— BEGIN Data rows —

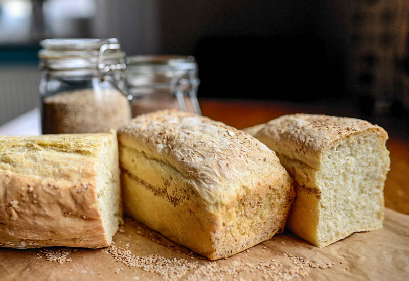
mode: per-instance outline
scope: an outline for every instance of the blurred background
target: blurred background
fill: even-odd
[[[407,0],[0,0],[0,125],[38,106],[39,42],[60,37],[193,55],[199,101],[313,107],[409,130]]]

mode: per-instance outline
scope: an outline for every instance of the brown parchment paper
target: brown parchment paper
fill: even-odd
[[[242,269],[234,278],[226,274],[218,279],[286,279],[268,275],[255,265],[260,261],[282,265],[277,270],[288,272],[296,264],[309,261],[312,264],[327,265],[327,269],[306,266],[303,275],[287,278],[294,280],[407,280],[409,278],[409,216],[387,209],[384,227],[374,231],[358,233],[320,249],[288,232],[228,259],[216,262],[216,268],[234,266]],[[122,233],[121,233],[122,232]],[[209,261],[167,240],[137,222],[127,220],[121,232],[114,239],[115,245],[127,247],[132,253],[146,256],[157,254],[169,259],[184,259],[189,262]],[[129,243],[128,244],[127,243]],[[52,248],[58,250],[58,248]],[[39,249],[0,249],[0,280],[161,280],[157,274],[131,268],[115,261],[107,250],[78,248],[69,256],[71,262],[62,264],[46,260]],[[43,256],[37,259],[40,253]],[[296,256],[297,257],[293,257]],[[291,259],[290,256],[293,256]],[[340,262],[342,263],[340,263]],[[334,264],[333,265],[333,263]],[[328,263],[328,264],[327,264]],[[242,266],[241,265],[242,265]],[[184,280],[194,274],[189,271]],[[117,273],[116,273],[116,271]],[[200,278],[199,278],[200,279]]]

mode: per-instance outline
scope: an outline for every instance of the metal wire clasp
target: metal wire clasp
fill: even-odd
[[[118,63],[113,64],[105,64],[104,63],[104,54],[108,50],[119,49],[121,45],[118,43],[105,44],[99,48],[98,57],[97,59],[97,67],[98,70],[98,76],[101,81],[103,81],[107,73],[114,70],[125,71],[126,65],[123,57],[119,58]]]

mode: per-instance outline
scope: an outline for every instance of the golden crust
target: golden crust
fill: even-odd
[[[355,118],[299,113],[285,115],[265,123],[254,135],[274,151],[317,169],[321,152],[347,136],[373,131],[384,139],[381,127]]]
[[[261,142],[193,113],[164,110],[140,115],[121,128],[118,137],[120,144],[192,179],[196,191],[209,204],[234,202],[241,185],[226,182],[254,188],[271,173],[285,172],[275,152]]]
[[[211,260],[270,238],[295,195],[275,154],[195,114],[141,115],[118,132],[125,212]]]
[[[0,245],[110,244],[96,186],[107,138],[115,133],[0,137]]]

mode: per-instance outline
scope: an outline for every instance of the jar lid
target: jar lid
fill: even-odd
[[[197,64],[193,56],[176,55],[133,56],[127,58],[127,66],[128,72],[188,71],[197,69]]]
[[[192,56],[139,55],[127,58],[126,81],[130,87],[168,87],[183,78],[194,79],[197,64]]]
[[[40,67],[51,70],[125,68],[116,38],[55,38],[40,42]],[[114,67],[111,67],[115,65]]]

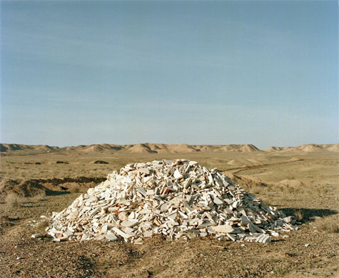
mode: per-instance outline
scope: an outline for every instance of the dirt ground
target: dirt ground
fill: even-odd
[[[41,215],[62,210],[113,170],[163,158],[218,168],[265,202],[295,215],[300,229],[269,244],[156,237],[133,245],[31,237],[44,230]],[[338,153],[64,152],[0,160],[1,277],[339,277]]]

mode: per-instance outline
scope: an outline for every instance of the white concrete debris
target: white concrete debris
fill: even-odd
[[[268,243],[298,229],[293,217],[263,205],[216,168],[185,160],[128,164],[45,218],[57,242],[122,238],[141,244],[163,235]]]

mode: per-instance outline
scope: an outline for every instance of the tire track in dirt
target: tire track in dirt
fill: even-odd
[[[280,162],[280,163],[268,163],[268,164],[261,164],[260,165],[249,165],[249,166],[245,166],[245,167],[238,167],[236,168],[231,168],[231,169],[228,169],[225,171],[223,171],[223,172],[225,172],[225,173],[231,173],[232,174],[236,174],[236,173],[238,173],[239,172],[241,172],[241,171],[244,171],[246,170],[253,170],[253,169],[257,169],[257,168],[265,168],[265,167],[268,167],[268,166],[273,166],[273,165],[283,165],[283,164],[288,164],[288,163],[295,163],[295,162],[298,162],[298,161],[303,161],[304,160],[303,159],[300,159],[300,160],[293,160],[293,161],[283,161],[283,162]]]

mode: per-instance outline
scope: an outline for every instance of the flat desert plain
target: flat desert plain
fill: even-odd
[[[1,144],[0,277],[338,277],[338,144],[265,150],[252,145]],[[160,236],[138,245],[54,242],[46,235],[41,215],[62,210],[113,170],[177,158],[217,168],[265,204],[295,215],[300,229],[268,244]],[[31,238],[34,233],[44,237]]]

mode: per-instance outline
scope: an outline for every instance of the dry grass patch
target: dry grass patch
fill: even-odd
[[[12,207],[19,207],[22,204],[22,198],[16,193],[10,193],[6,197],[6,202]]]

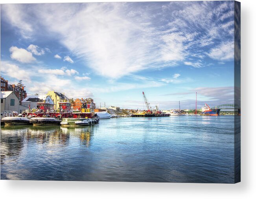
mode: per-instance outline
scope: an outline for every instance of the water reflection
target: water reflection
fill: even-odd
[[[87,147],[93,135],[93,128],[61,127],[60,126],[5,126],[1,130],[1,163],[6,157],[18,156],[22,148],[31,145],[67,146],[70,138],[79,139]]]

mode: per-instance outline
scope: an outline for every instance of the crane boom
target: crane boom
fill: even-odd
[[[146,104],[146,106],[147,106],[147,109],[148,112],[152,112],[152,108],[151,108],[151,106],[150,106],[150,104],[149,104],[149,103],[148,102],[148,100],[147,100],[147,97],[146,97],[146,96],[145,95],[145,93],[144,93],[144,92],[142,91],[142,94],[143,94],[143,97],[144,97],[144,101],[145,102],[145,103]]]

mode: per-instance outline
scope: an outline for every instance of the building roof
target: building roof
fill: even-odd
[[[64,99],[68,99],[68,98],[64,94],[60,93],[59,92],[57,92],[56,91],[55,91],[54,93],[55,93],[57,95],[58,95],[62,100]]]
[[[12,91],[1,91],[1,99],[6,98],[13,92]]]
[[[28,95],[27,97],[22,100],[22,102],[38,102],[40,100],[45,99],[45,95]],[[42,98],[40,97],[41,97]]]

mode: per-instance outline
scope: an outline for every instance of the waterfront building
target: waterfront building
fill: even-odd
[[[15,111],[21,113],[28,107],[20,104],[19,99],[12,91],[1,91],[1,111]]]
[[[54,91],[48,91],[46,95],[50,96],[52,100],[54,105],[54,109],[57,109],[59,108],[59,102],[69,100],[68,97],[64,93]]]
[[[22,105],[30,109],[37,108],[37,103],[45,101],[46,102],[53,104],[53,101],[49,95],[45,96],[31,95],[28,95],[21,102]]]
[[[76,99],[75,101],[74,101],[74,106],[73,106],[73,109],[74,110],[79,110],[79,111],[81,110],[81,107],[82,107],[82,101],[83,100],[83,98],[82,99],[80,99],[79,98],[77,98]]]
[[[5,81],[6,82],[4,82],[4,81]],[[3,84],[2,88],[2,83]],[[4,85],[5,85],[5,84],[6,87],[4,88]],[[17,85],[10,84],[8,84],[8,80],[4,80],[4,78],[1,77],[1,91],[11,91],[13,92],[15,95],[19,99],[20,105],[21,105],[21,102],[27,97],[27,92],[24,89],[25,86],[21,83],[21,81]]]
[[[113,109],[115,111],[116,111],[118,112],[120,112],[120,107],[117,107],[116,106],[111,106],[109,107],[109,108],[110,109]]]
[[[1,77],[1,91],[7,91],[8,86],[8,80]]]

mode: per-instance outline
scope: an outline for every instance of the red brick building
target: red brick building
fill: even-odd
[[[83,99],[82,99],[83,100]],[[73,106],[73,109],[74,110],[81,110],[81,106],[82,106],[82,100],[78,98],[76,99],[74,101],[75,106]]]
[[[7,91],[8,80],[1,77],[1,91]]]

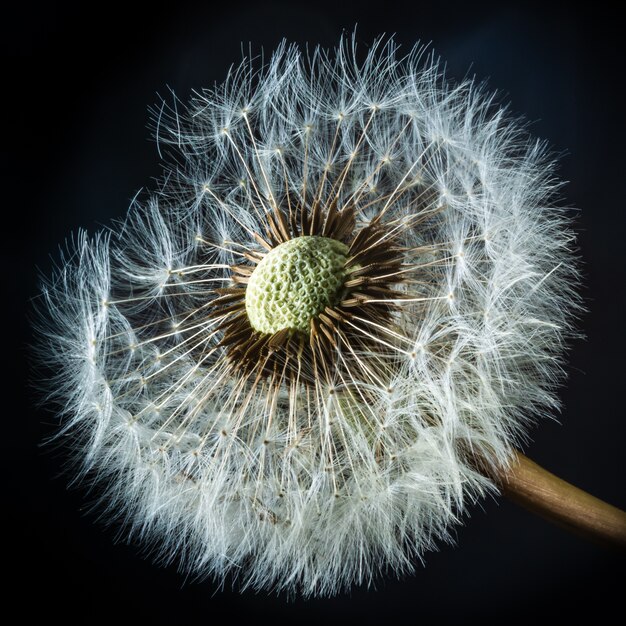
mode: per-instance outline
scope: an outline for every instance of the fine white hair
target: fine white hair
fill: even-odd
[[[328,595],[410,571],[558,407],[579,299],[545,145],[422,48],[359,55],[283,44],[162,102],[158,188],[44,285],[38,352],[76,479],[194,576]],[[388,327],[352,322],[369,351],[338,348],[330,382],[252,384],[204,314],[265,252],[263,207],[307,198],[399,233],[414,273]]]

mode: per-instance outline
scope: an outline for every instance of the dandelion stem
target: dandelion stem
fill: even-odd
[[[498,483],[533,513],[590,540],[626,550],[626,512],[551,474],[517,452]]]

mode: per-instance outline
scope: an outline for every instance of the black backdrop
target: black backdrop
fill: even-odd
[[[136,14],[129,5],[90,5],[88,13],[23,4],[5,9],[2,21],[3,573],[12,601],[24,593],[23,619],[445,624],[623,614],[623,560],[503,499],[475,507],[457,547],[428,554],[401,581],[379,579],[376,590],[287,602],[185,582],[84,514],[84,494],[59,477],[62,457],[38,445],[54,417],[33,407],[26,382],[35,267],[46,272],[72,230],[94,232],[122,216],[158,175],[145,128],[156,93],[169,86],[185,99],[220,81],[242,43],[266,52],[282,37],[332,46],[358,23],[364,43],[382,32],[396,33],[405,49],[432,41],[451,76],[489,79],[562,154],[565,201],[581,211],[587,340],[572,348],[561,423],[541,424],[527,452],[625,507],[626,159],[616,15],[599,6],[240,0],[209,8],[179,0]]]

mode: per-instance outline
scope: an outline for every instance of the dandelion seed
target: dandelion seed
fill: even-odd
[[[393,41],[283,45],[157,117],[159,194],[45,287],[79,477],[197,576],[411,570],[557,405],[577,296],[542,144]]]

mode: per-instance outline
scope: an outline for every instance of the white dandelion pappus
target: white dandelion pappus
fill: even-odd
[[[410,571],[558,404],[578,298],[544,147],[420,48],[353,46],[163,103],[160,188],[45,286],[77,477],[194,575]]]

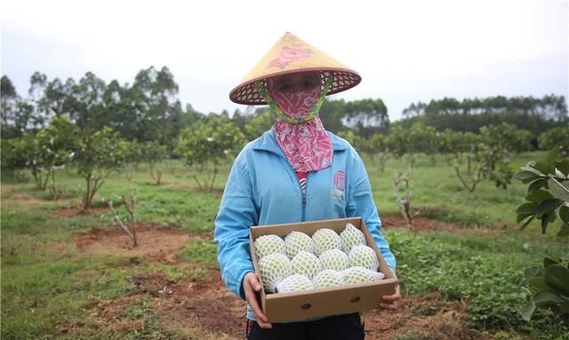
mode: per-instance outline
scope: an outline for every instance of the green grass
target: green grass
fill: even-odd
[[[517,170],[538,153],[526,153],[512,159],[512,169]],[[503,190],[488,180],[481,182],[474,193],[465,189],[454,173],[452,162],[441,155],[436,166],[430,160],[418,155],[411,175],[412,207],[420,210],[420,216],[459,223],[469,226],[498,226],[513,225],[515,208],[525,202],[526,186],[512,180]],[[404,159],[391,158],[383,172],[377,161],[364,157],[373,190],[373,197],[381,213],[398,213],[393,194],[393,175],[396,170],[405,171],[408,163]]]
[[[400,264],[404,291],[421,295],[435,290],[445,299],[465,301],[471,323],[481,329],[513,329],[536,339],[569,331],[551,327],[559,320],[549,312],[537,312],[530,323],[520,314],[526,299],[524,269],[539,265],[542,256],[566,256],[565,241],[509,232],[480,235],[404,229],[385,234]]]
[[[516,156],[512,164],[518,168],[538,157],[536,153],[523,154]],[[392,176],[395,170],[406,169],[405,161],[392,159],[381,172],[369,157],[364,159],[380,212],[398,213]],[[211,336],[164,324],[159,320],[163,316],[148,307],[144,297],[126,305],[118,316],[143,320],[143,330],[116,333],[89,318],[89,313],[100,301],[132,292],[133,275],[157,273],[173,281],[211,280],[211,271],[219,268],[211,233],[229,166],[228,162],[222,167],[212,193],[197,190],[193,176],[201,176],[199,170],[180,161],[169,161],[160,186],[153,183],[147,167],[141,165],[138,170],[130,168],[128,177],[112,174],[95,197],[95,206],[105,206],[102,198],[112,198],[114,194],[128,195],[136,187],[140,222],[198,234],[178,254],[188,263],[184,265],[78,251],[73,245],[74,236],[89,233],[92,227],[109,227],[113,217],[108,211],[68,217],[54,214],[56,209],[75,207],[80,202],[84,183],[72,169],[57,175],[59,188],[64,194],[64,198],[57,201],[52,201],[49,193],[37,191],[33,182],[18,183],[3,175],[2,185],[6,188],[3,187],[1,216],[2,338]],[[427,157],[418,157],[412,176],[413,206],[421,210],[421,215],[469,227],[465,228],[467,232],[453,233],[413,234],[406,230],[388,230],[404,291],[421,295],[436,289],[445,299],[464,300],[471,326],[498,337],[562,338],[560,335],[566,329],[560,328],[550,314],[538,312],[532,322],[525,322],[518,311],[525,299],[524,268],[539,265],[543,255],[566,256],[566,242],[552,236],[555,227],[545,236],[537,226],[524,232],[517,227],[498,232],[503,225],[514,225],[516,208],[524,202],[525,186],[514,180],[502,190],[483,182],[475,193],[469,193],[452,166],[440,156],[437,166],[431,166]],[[38,202],[32,204],[22,195]],[[124,207],[116,206],[124,217]],[[493,227],[496,232],[477,233],[477,226]],[[59,251],[54,250],[54,244],[60,245]],[[63,332],[61,327],[68,329]],[[415,336],[413,332],[402,335],[409,339]]]
[[[195,240],[184,247],[179,257],[182,260],[202,264],[210,268],[220,267],[217,262],[217,248],[212,241]]]

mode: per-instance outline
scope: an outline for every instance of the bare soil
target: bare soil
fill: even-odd
[[[387,216],[382,219],[386,228],[405,225],[399,217]],[[417,218],[414,222],[419,231],[464,230],[428,218]],[[176,254],[194,235],[148,225],[139,225],[138,233],[140,244],[136,248],[126,234],[114,228],[93,229],[88,234],[77,236],[75,243],[81,251],[89,253],[146,256],[150,261],[191,265],[178,260]],[[160,273],[136,275],[131,280],[134,287],[131,293],[115,300],[98,301],[92,305],[91,317],[119,333],[143,328],[141,319],[124,315],[129,306],[140,304],[143,299],[165,328],[198,329],[208,339],[244,338],[246,304],[228,291],[218,270],[210,271],[209,281],[172,280]],[[487,336],[468,327],[465,311],[466,305],[444,301],[436,292],[404,297],[396,312],[373,310],[365,313],[366,339],[394,340],[405,335],[432,340],[487,339]]]
[[[88,253],[148,256],[156,261],[175,263],[178,251],[195,238],[183,230],[144,224],[136,226],[136,247],[129,236],[117,227],[93,228],[90,233],[76,236],[75,244],[80,251]]]
[[[390,228],[405,228],[405,221],[401,215],[381,215],[382,227],[385,229]],[[413,219],[413,230],[415,232],[453,232],[453,233],[471,233],[473,228],[466,226],[461,226],[449,222],[442,222],[427,217],[414,217]],[[496,230],[489,227],[478,227],[476,229],[477,233],[497,233],[500,230]]]

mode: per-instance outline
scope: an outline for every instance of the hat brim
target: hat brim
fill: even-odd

— END Data rows —

The task -
Extract every line of the listing above that contains the string "reflection", treating uppercase and lowercase as distinct.

The completed task -
scope: an outline for every instance of the water reflection
target: water reflection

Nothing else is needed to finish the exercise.